### What the exercise asks
Rewrite the data from the start through the line with "M 13 438 L 0", putting "faraway house" wherever "distant house" appears and changing nothing else. Leave the pictures out.

### Given records
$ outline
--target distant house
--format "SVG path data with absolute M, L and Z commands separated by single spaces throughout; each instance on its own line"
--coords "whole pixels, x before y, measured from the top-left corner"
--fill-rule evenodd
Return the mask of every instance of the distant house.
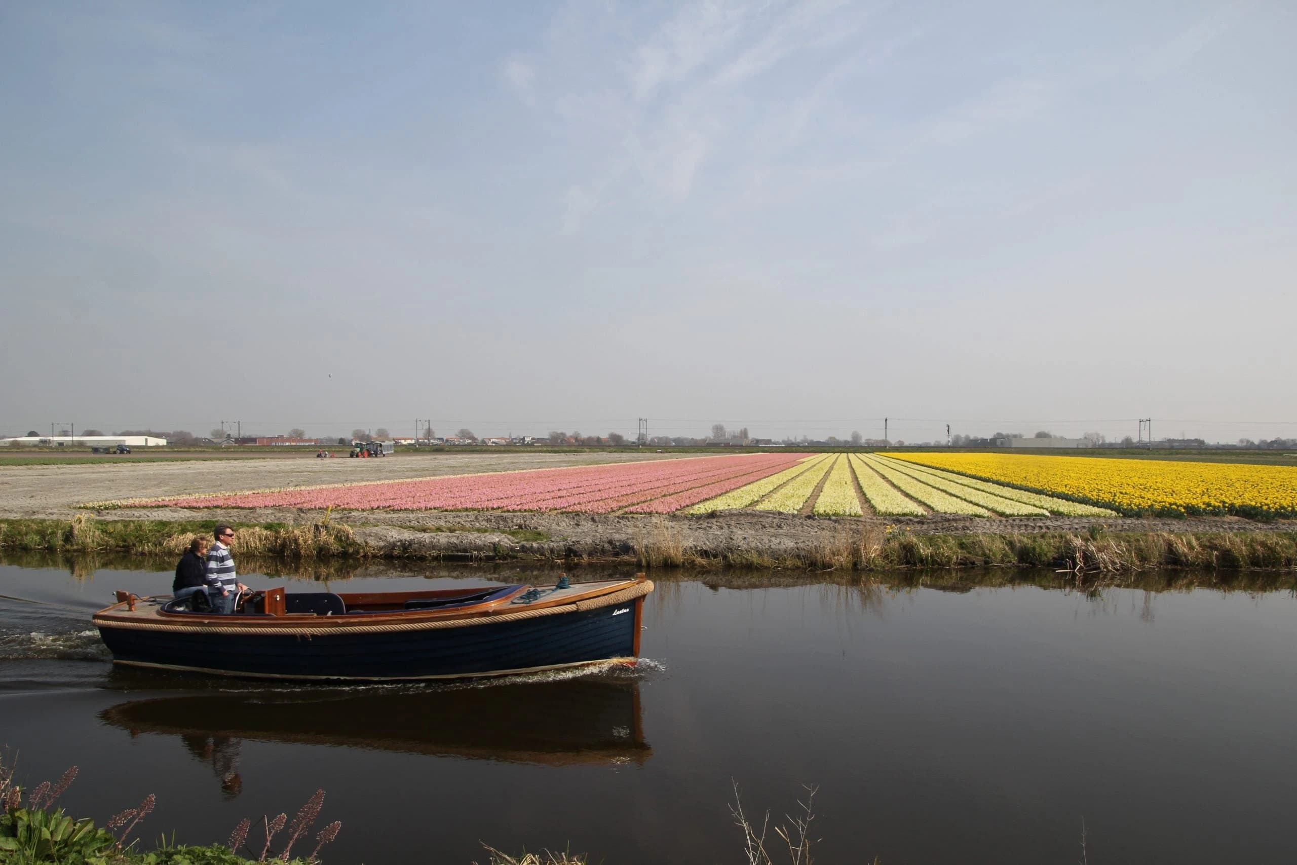
M 996 438 L 996 447 L 1093 447 L 1089 438 Z
M 13 438 L 0 438 L 0 445 L 53 445 L 66 447 L 69 445 L 86 445 L 89 447 L 112 447 L 126 445 L 127 447 L 161 447 L 166 445 L 166 438 L 156 436 L 16 436 Z

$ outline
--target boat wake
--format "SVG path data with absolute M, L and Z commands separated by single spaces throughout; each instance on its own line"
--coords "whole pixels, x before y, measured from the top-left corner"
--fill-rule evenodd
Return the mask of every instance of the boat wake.
M 0 632 L 0 660 L 110 660 L 99 632 Z

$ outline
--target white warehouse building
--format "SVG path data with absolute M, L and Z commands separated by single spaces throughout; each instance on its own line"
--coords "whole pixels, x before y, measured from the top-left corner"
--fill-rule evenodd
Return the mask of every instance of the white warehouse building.
M 65 447 L 67 445 L 83 445 L 86 447 L 113 447 L 126 445 L 127 447 L 161 447 L 166 445 L 166 438 L 154 436 L 17 436 L 16 438 L 0 438 L 0 445 L 53 445 Z

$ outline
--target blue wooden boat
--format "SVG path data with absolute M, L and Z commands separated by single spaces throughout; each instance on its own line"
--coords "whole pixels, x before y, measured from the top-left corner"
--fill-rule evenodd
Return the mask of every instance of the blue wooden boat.
M 118 591 L 93 616 L 113 663 L 248 678 L 508 676 L 639 656 L 652 582 L 254 593 L 230 615 Z

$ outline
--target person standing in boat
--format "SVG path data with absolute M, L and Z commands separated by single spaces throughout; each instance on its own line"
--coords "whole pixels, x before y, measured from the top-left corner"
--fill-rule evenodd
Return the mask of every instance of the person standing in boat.
M 171 598 L 184 600 L 202 591 L 208 585 L 208 538 L 193 538 L 180 562 L 175 565 L 175 580 L 171 581 Z
M 239 582 L 239 576 L 235 573 L 235 558 L 230 555 L 228 545 L 235 539 L 235 530 L 222 523 L 213 530 L 213 534 L 217 542 L 208 550 L 204 577 L 208 598 L 211 600 L 211 612 L 230 613 L 235 611 L 237 593 L 248 591 L 248 586 Z

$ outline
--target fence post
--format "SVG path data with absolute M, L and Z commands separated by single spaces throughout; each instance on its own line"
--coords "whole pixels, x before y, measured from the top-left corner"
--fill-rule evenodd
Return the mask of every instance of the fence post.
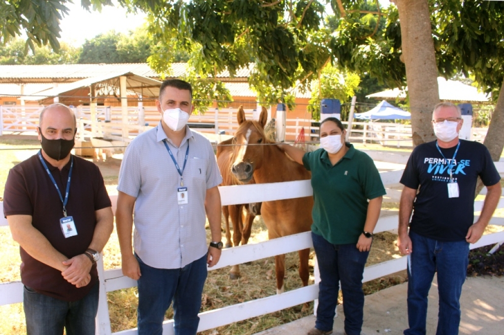
M 4 135 L 4 110 L 0 106 L 0 136 Z
M 95 325 L 96 333 L 98 335 L 111 335 L 110 317 L 108 314 L 108 303 L 107 302 L 107 288 L 105 285 L 105 271 L 103 269 L 103 257 L 100 257 L 96 264 L 99 280 L 100 293 L 96 313 Z
M 352 122 L 353 122 L 353 112 L 355 110 L 355 102 L 357 101 L 357 97 L 354 96 L 352 97 L 352 105 L 350 108 L 350 114 L 348 115 L 348 125 L 347 126 L 347 135 L 345 139 L 346 142 L 350 142 L 350 136 L 352 134 Z
M 145 127 L 145 110 L 144 109 L 143 96 L 141 94 L 139 95 L 140 98 L 138 101 L 138 125 L 140 126 L 138 128 L 138 133 L 143 132 L 144 128 Z
M 215 109 L 215 115 L 214 116 L 214 123 L 215 124 L 215 134 L 219 134 L 219 107 Z

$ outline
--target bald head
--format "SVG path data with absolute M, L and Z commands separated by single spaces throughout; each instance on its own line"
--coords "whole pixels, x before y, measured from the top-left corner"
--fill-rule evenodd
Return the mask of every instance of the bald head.
M 39 118 L 39 140 L 40 135 L 48 139 L 70 140 L 75 136 L 77 120 L 74 112 L 62 104 L 53 104 L 45 107 Z
M 45 107 L 44 107 L 43 109 L 42 110 L 42 112 L 40 112 L 40 115 L 38 118 L 39 127 L 42 128 L 42 124 L 44 119 L 44 115 L 46 114 L 48 111 L 53 110 L 59 110 L 64 113 L 65 113 L 65 112 L 68 113 L 69 115 L 70 115 L 71 117 L 74 119 L 74 128 L 76 128 L 77 127 L 77 120 L 75 117 L 75 113 L 74 113 L 74 111 L 63 104 L 59 104 L 58 103 L 46 106 Z

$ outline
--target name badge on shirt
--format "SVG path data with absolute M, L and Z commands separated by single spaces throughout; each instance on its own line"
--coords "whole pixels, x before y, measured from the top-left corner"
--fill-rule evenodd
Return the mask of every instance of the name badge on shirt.
M 187 188 L 179 187 L 177 189 L 177 200 L 179 205 L 185 205 L 187 203 Z
M 448 198 L 459 197 L 459 183 L 448 183 Z
M 72 216 L 66 216 L 59 219 L 59 224 L 65 238 L 77 235 L 77 228 L 75 227 L 75 222 Z

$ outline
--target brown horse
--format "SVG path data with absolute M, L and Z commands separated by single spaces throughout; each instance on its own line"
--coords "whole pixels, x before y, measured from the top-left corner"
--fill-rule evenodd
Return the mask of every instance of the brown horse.
M 309 179 L 310 174 L 289 158 L 274 145 L 264 133 L 268 112 L 263 107 L 259 121 L 247 121 L 240 107 L 237 118 L 239 127 L 235 133 L 235 147 L 231 171 L 240 182 L 246 183 L 253 177 L 258 184 Z M 263 203 L 261 215 L 268 228 L 270 239 L 310 230 L 313 198 L 306 197 Z M 299 252 L 299 277 L 303 286 L 308 285 L 309 249 Z M 285 255 L 275 257 L 277 293 L 284 291 Z
M 221 186 L 228 186 L 243 184 L 239 182 L 231 172 L 231 160 L 233 155 L 232 138 L 223 141 L 217 145 L 217 165 L 222 175 Z M 254 184 L 254 179 L 249 184 Z M 257 215 L 261 214 L 261 203 L 230 205 L 222 206 L 222 214 L 226 223 L 226 247 L 231 247 L 234 244 L 238 246 L 247 244 L 250 236 L 252 223 Z M 245 211 L 244 220 L 243 218 L 243 210 Z M 229 216 L 233 225 L 233 240 L 231 241 L 231 232 L 229 230 Z M 240 277 L 240 268 L 238 265 L 231 267 L 229 273 L 231 279 L 237 279 Z

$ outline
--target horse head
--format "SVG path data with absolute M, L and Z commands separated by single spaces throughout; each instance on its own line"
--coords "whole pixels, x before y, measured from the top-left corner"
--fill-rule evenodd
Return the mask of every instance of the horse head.
M 264 148 L 262 144 L 269 143 L 264 133 L 268 120 L 268 111 L 264 107 L 258 121 L 247 120 L 243 106 L 240 106 L 236 116 L 239 127 L 234 134 L 233 160 L 231 172 L 242 183 L 248 183 L 254 171 L 263 163 Z

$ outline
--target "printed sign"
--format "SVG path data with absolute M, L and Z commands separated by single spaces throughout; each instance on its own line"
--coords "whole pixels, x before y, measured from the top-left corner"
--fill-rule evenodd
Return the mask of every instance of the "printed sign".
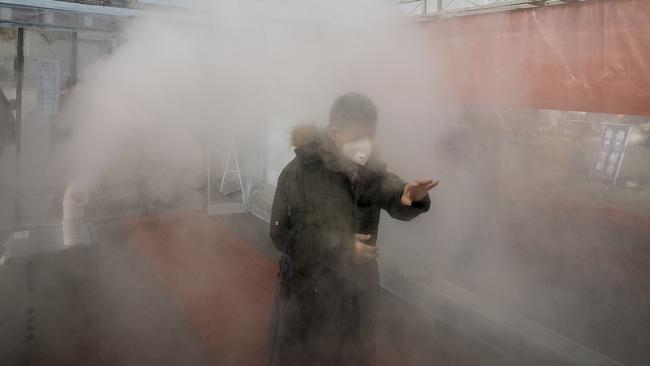
M 47 115 L 59 113 L 59 60 L 35 59 L 36 97 L 41 112 Z
M 600 136 L 600 147 L 596 151 L 589 177 L 594 180 L 616 184 L 621 169 L 625 147 L 630 137 L 631 126 L 605 123 Z
M 14 239 L 27 239 L 29 238 L 29 231 L 16 231 L 14 233 Z

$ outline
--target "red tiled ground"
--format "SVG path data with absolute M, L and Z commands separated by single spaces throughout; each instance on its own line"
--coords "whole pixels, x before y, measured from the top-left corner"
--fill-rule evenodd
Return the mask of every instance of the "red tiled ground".
M 220 366 L 266 364 L 276 263 L 201 213 L 140 220 L 132 239 Z M 380 364 L 405 364 L 379 348 Z

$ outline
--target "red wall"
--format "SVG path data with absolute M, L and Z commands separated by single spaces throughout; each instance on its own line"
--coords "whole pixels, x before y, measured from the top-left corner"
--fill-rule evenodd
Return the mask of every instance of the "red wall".
M 425 22 L 466 105 L 650 115 L 650 1 L 590 0 Z

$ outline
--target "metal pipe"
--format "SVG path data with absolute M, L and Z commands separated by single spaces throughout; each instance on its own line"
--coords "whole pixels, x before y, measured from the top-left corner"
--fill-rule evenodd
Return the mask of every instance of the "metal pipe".
M 16 103 L 14 104 L 14 109 L 16 110 L 16 126 L 15 133 L 16 136 L 16 156 L 15 156 L 15 168 L 16 168 L 16 197 L 15 197 L 15 206 L 14 206 L 14 223 L 16 226 L 20 225 L 20 218 L 22 216 L 22 207 L 21 207 L 21 172 L 20 172 L 20 163 L 21 163 L 21 124 L 23 119 L 23 74 L 25 66 L 25 30 L 23 28 L 18 28 L 18 34 L 16 37 L 16 61 L 15 61 L 15 70 L 16 70 Z

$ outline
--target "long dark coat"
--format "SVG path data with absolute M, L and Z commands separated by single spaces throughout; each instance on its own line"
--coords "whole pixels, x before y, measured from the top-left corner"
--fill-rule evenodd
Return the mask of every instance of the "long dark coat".
M 271 238 L 283 253 L 271 324 L 270 364 L 374 364 L 377 262 L 353 263 L 354 234 L 375 245 L 383 208 L 410 220 L 427 197 L 404 206 L 404 181 L 371 159 L 360 167 L 310 126 L 293 131 L 296 157 L 278 179 Z

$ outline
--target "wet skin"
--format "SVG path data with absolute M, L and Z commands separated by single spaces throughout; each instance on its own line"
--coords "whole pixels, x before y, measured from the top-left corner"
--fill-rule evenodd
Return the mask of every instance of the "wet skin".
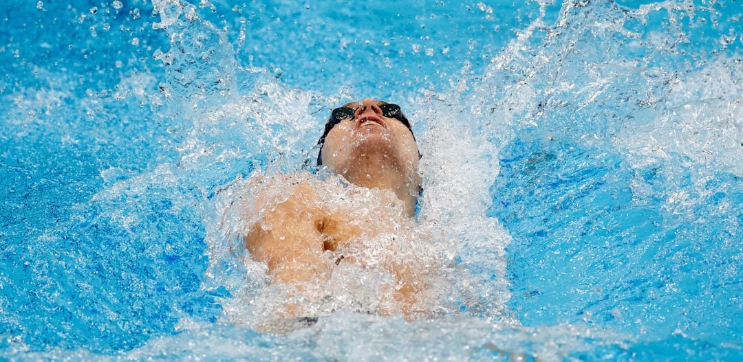
M 416 197 L 421 188 L 418 174 L 418 150 L 412 134 L 399 120 L 385 117 L 379 108 L 381 102 L 366 99 L 345 106 L 358 108 L 352 119 L 341 121 L 325 138 L 322 164 L 349 182 L 368 188 L 389 190 L 379 203 L 397 205 L 403 212 L 379 212 L 368 215 L 369 224 L 382 226 L 379 230 L 362 231 L 343 213 L 333 212 L 317 202 L 311 175 L 287 175 L 295 185 L 288 188 L 291 195 L 280 203 L 272 202 L 266 194 L 258 193 L 256 210 L 267 210 L 245 238 L 252 258 L 265 263 L 272 283 L 285 283 L 305 290 L 306 285 L 318 279 L 327 280 L 334 268 L 323 253 L 345 248 L 362 232 L 389 232 L 384 226 L 398 224 L 395 218 L 412 217 Z M 393 196 L 394 195 L 394 196 Z M 390 200 L 384 200 L 389 198 Z M 382 220 L 382 223 L 379 221 Z M 386 222 L 384 222 L 386 220 Z M 353 223 L 351 223 L 353 222 Z M 366 261 L 354 255 L 344 256 L 343 263 L 363 266 Z M 335 263 L 335 265 L 340 260 Z M 399 307 L 380 311 L 382 314 L 403 313 L 409 316 L 415 294 L 423 287 L 415 276 L 418 268 L 395 263 L 383 263 L 381 267 L 394 276 L 395 299 Z M 288 316 L 294 316 L 291 310 Z

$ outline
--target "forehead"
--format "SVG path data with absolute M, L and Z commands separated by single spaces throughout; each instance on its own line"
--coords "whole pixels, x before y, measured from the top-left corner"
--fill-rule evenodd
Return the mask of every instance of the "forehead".
M 377 101 L 376 103 L 377 103 L 377 105 L 384 105 L 389 104 L 389 103 L 387 103 L 386 102 L 384 102 L 384 101 Z M 348 102 L 348 103 L 342 105 L 341 107 L 345 108 L 357 108 L 360 105 L 361 105 L 361 102 L 358 101 L 358 102 Z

### Response to the task
$ outline
--target faraway house
--format "SVG path data with absolute M, L and Z commands separated by single spaces throughout; each instance on its own line"
--coords "whole pixels, x before y, measured from the top-left corner"
--fill-rule evenodd
Return the mask of every instance of the faraway house.
M 996 438 L 996 447 L 1093 447 L 1089 438 Z
M 13 438 L 0 438 L 0 445 L 53 445 L 66 447 L 69 445 L 86 445 L 89 447 L 112 447 L 126 445 L 127 447 L 161 447 L 166 445 L 166 438 L 156 436 L 16 436 Z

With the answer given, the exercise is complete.